Exercise directions:
Set the whole listing down again without deviation.

=== Section Start ===

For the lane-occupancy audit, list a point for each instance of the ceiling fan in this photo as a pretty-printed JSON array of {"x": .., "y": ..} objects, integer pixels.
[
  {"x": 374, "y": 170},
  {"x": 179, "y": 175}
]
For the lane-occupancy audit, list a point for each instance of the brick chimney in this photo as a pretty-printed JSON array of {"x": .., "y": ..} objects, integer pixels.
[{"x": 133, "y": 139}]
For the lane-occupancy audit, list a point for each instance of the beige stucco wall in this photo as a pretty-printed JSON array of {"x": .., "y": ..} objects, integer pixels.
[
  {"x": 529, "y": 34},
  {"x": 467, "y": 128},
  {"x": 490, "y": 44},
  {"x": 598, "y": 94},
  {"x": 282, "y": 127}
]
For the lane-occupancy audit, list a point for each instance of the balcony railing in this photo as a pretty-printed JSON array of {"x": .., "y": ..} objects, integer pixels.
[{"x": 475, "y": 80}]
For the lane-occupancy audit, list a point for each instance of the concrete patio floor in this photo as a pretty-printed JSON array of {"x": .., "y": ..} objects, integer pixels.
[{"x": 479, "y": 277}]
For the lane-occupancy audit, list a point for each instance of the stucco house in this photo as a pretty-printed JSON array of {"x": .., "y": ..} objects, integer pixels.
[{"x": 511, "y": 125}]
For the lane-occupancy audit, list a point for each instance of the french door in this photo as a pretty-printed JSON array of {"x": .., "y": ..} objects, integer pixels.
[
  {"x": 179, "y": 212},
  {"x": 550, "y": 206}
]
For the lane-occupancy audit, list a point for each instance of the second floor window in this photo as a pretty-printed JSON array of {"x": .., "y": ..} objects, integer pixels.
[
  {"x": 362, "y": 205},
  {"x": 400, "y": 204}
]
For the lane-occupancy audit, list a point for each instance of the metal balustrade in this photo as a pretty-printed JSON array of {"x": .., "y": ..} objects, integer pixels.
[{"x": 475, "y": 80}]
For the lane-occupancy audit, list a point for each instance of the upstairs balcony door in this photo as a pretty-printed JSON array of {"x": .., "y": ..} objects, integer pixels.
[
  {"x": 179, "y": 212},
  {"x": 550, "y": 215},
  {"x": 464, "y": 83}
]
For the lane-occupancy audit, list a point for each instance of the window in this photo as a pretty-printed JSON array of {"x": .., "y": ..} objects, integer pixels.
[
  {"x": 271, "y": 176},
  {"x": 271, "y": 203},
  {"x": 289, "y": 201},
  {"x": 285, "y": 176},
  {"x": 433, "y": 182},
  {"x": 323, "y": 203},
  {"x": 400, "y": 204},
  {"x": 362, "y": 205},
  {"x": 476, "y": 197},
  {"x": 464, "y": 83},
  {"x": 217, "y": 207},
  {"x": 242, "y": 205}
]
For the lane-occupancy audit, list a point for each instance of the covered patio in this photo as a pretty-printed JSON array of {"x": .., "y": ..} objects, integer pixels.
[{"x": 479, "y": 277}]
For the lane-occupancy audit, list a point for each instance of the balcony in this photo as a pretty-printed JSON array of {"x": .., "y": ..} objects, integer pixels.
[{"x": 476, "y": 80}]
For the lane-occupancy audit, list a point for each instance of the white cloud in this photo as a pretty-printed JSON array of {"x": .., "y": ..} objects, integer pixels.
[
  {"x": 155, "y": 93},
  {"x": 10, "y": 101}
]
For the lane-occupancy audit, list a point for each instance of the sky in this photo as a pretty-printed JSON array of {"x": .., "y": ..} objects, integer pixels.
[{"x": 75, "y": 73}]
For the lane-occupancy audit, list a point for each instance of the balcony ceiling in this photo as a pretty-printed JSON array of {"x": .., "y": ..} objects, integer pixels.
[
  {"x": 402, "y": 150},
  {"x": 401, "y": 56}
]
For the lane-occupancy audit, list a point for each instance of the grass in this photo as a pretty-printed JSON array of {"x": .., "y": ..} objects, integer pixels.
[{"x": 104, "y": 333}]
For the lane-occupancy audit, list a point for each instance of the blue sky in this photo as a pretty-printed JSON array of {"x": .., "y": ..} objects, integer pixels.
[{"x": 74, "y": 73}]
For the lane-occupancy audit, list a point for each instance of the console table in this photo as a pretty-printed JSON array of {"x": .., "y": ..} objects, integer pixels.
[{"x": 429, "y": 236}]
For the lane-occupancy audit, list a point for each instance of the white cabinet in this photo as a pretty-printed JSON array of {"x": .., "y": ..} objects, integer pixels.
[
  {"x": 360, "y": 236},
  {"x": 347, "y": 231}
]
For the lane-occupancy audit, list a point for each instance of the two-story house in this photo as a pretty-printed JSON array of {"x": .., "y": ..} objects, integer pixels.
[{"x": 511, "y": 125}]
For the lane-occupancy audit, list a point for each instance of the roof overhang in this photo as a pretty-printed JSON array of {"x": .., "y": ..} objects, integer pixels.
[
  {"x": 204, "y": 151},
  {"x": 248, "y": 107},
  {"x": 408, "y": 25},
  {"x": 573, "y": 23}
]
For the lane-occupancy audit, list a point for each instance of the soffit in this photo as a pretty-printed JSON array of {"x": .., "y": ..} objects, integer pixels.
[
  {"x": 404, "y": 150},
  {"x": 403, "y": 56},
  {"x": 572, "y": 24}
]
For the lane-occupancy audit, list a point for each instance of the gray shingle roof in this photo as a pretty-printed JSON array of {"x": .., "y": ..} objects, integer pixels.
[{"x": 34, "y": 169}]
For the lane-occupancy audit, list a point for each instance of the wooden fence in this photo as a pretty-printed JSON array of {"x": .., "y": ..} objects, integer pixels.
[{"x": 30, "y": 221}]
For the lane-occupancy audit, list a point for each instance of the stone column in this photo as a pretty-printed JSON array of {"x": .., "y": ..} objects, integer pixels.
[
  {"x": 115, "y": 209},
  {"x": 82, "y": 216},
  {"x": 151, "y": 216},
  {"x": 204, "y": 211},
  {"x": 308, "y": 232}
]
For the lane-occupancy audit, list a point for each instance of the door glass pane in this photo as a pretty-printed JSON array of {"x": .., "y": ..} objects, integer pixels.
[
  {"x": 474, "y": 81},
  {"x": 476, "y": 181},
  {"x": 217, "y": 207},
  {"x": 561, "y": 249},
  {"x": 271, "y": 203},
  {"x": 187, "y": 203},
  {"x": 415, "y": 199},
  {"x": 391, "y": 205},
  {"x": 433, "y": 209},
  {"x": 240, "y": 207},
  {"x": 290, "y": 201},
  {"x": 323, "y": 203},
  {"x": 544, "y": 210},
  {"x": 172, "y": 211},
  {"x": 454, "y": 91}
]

=== Section End ===

Answer section:
For the lane-occupancy audit, list a point for each instance of the ceiling fan in this photo as a pretty-printed JSON array of {"x": .., "y": ..} objects, integer pixels.
[
  {"x": 374, "y": 170},
  {"x": 179, "y": 175}
]
For the lane-occupancy audit, list a point for each instance of the brick chimney in this photo as a pretty-printed JSON array of {"x": .., "y": ..} objects, integer pixels.
[{"x": 133, "y": 139}]
For the lane-occupancy audit, list a point for each instance of the beige stucco wall in this photo as a pretty-printed JSON array of {"x": .., "y": ..} objects, integer pixels.
[
  {"x": 529, "y": 34},
  {"x": 467, "y": 128},
  {"x": 490, "y": 44},
  {"x": 598, "y": 94},
  {"x": 282, "y": 127}
]
For the lane-occupancy audit, list a point for each instance of the balcony railing in this photo as a pretty-printed JSON array of {"x": .., "y": ..} objects, integer pixels.
[{"x": 475, "y": 80}]
For the lane-occupancy audit, list a point for each instance of the concrete patio floor in this photo as a pretty-printed JSON array of {"x": .., "y": ..} objects, integer pixels.
[{"x": 479, "y": 277}]
For the lane-occupancy audit, list a point for each instance of the stucco house in this photo as a pretty-printed JSON array of {"x": .., "y": ..} objects, integer pixels.
[{"x": 511, "y": 125}]
For the lane-occupancy audit, list a point for each instance of the french door in this photo as a pretty-printed JSON array of {"x": .., "y": ..} objects, integer pixels.
[
  {"x": 179, "y": 212},
  {"x": 550, "y": 206}
]
For the lane-occupancy audit, list a point for each instance of the second floor window in this photo as a pretty-printed JSON array of {"x": .., "y": ..} objects, integer pixels.
[
  {"x": 362, "y": 205},
  {"x": 400, "y": 204}
]
For the lane-occupancy audit, list a point for each instance of the metal balustrade in this photo as a pretty-printed JSON array of {"x": .., "y": ..} objects, integer pixels.
[{"x": 475, "y": 80}]
For the lane-occupancy audit, list a point for each instance of the upstairs balcony door in this photo as a pretty-printed JSON array of {"x": .., "y": ..} objects, integer pixels.
[
  {"x": 179, "y": 212},
  {"x": 550, "y": 215},
  {"x": 464, "y": 83}
]
For the lane-occupancy audit, list a point for each instance of the window in this photo as a pretty-printed JSON array of {"x": .., "y": ..} objects, integer pixels.
[
  {"x": 271, "y": 176},
  {"x": 271, "y": 203},
  {"x": 289, "y": 201},
  {"x": 285, "y": 176},
  {"x": 433, "y": 182},
  {"x": 323, "y": 203},
  {"x": 400, "y": 204},
  {"x": 362, "y": 205},
  {"x": 476, "y": 197},
  {"x": 464, "y": 83},
  {"x": 217, "y": 207},
  {"x": 242, "y": 205}
]
For the lane-occupancy audit, list a point for each instance of the covered patio in this photo as a pretty-printed JSON array of {"x": .., "y": ..} objects, integer pixels.
[{"x": 479, "y": 277}]
For the lane-occupancy audit, list a point for each instance of the balcony in this photo as a pretty-printed JSON array of {"x": .., "y": ..} objects, integer pixels.
[{"x": 476, "y": 80}]
For the lane-occupancy audit, list a point for each instance of the white cloud in this photo as a pretty-printed JSON array of {"x": .., "y": ..} objects, integer pixels.
[
  {"x": 155, "y": 93},
  {"x": 10, "y": 101}
]
For the lane-occupancy audit, list a point for each instance of the sky in this photo as a pretty-printed JSON array of {"x": .., "y": ..} objects, integer pixels.
[{"x": 75, "y": 73}]
For the lane-occupancy audit, list a point for each instance of the balcony ceiling in this photo as a pretty-printed JSON array of {"x": .., "y": ..} objects, integer pixels.
[
  {"x": 402, "y": 150},
  {"x": 401, "y": 56}
]
For the lane-occupancy audit, list a point for each instance of the grass in this photo as a pretty-printed JSON array of {"x": .., "y": ..} objects, integer pixels.
[{"x": 104, "y": 333}]
For the lane-occupancy audit, list a point for each instance of the blue sky in this photo as a pretty-printed JSON array of {"x": .., "y": ..} objects, integer pixels.
[{"x": 74, "y": 73}]
For the lane-occupancy audit, list a point for each instance of the console table in this photo as a pretty-printed JSON array of {"x": .., "y": ..} objects, integer pixels.
[{"x": 429, "y": 236}]
For the lane-occupancy audit, list a point for each instance of the white cabinet in this photo as a pretty-printed JSON array of {"x": .., "y": ..} objects, integer pixels.
[
  {"x": 360, "y": 236},
  {"x": 347, "y": 231}
]
For the lane-occupancy audit, list a point for each instance of the two-story house in this photo as a pretty-printed JSON array of {"x": .., "y": ..} objects, integer pixels.
[{"x": 511, "y": 125}]
For the lane-occupancy audit, list a point for each instance of the roof overhang in this photo as a pretty-printed JSON array of {"x": .., "y": ..} objects, integer pixels.
[
  {"x": 204, "y": 151},
  {"x": 248, "y": 107},
  {"x": 408, "y": 25},
  {"x": 573, "y": 23}
]
For the lane-occupancy audit, list a point for each instance of the soffit in this photo as a pretty-printed JSON array of {"x": .., "y": ..} objects, integer pixels.
[
  {"x": 404, "y": 150},
  {"x": 403, "y": 56},
  {"x": 572, "y": 24}
]
For the lane-occupancy audit, list a point for each instance of the gray shingle roof in this photo as a pretty-printed JSON array of {"x": .., "y": ..} objects, integer pixels.
[{"x": 34, "y": 169}]
For the lane-occupancy audit, list a point for each instance of the wooden fence in this photo as a pretty-printed JSON array of {"x": .., "y": ..} objects, integer pixels.
[{"x": 30, "y": 221}]
For the lane-occupancy audit, list a point for each instance of the stone column in this photo as a pretty-printed JSON array of {"x": .., "y": ..} objects, integer pixels.
[
  {"x": 115, "y": 209},
  {"x": 82, "y": 216},
  {"x": 151, "y": 216},
  {"x": 204, "y": 211},
  {"x": 308, "y": 232}
]
For the lane-occupancy audit, list a point for each instance of the door glass pane in this photo as a pretty-printed JSON array of {"x": .., "y": ..} objects, integer pixels.
[
  {"x": 474, "y": 81},
  {"x": 476, "y": 181},
  {"x": 217, "y": 207},
  {"x": 561, "y": 249},
  {"x": 271, "y": 203},
  {"x": 187, "y": 203},
  {"x": 415, "y": 199},
  {"x": 391, "y": 205},
  {"x": 433, "y": 209},
  {"x": 240, "y": 207},
  {"x": 290, "y": 201},
  {"x": 323, "y": 203},
  {"x": 544, "y": 210},
  {"x": 172, "y": 211},
  {"x": 454, "y": 91}
]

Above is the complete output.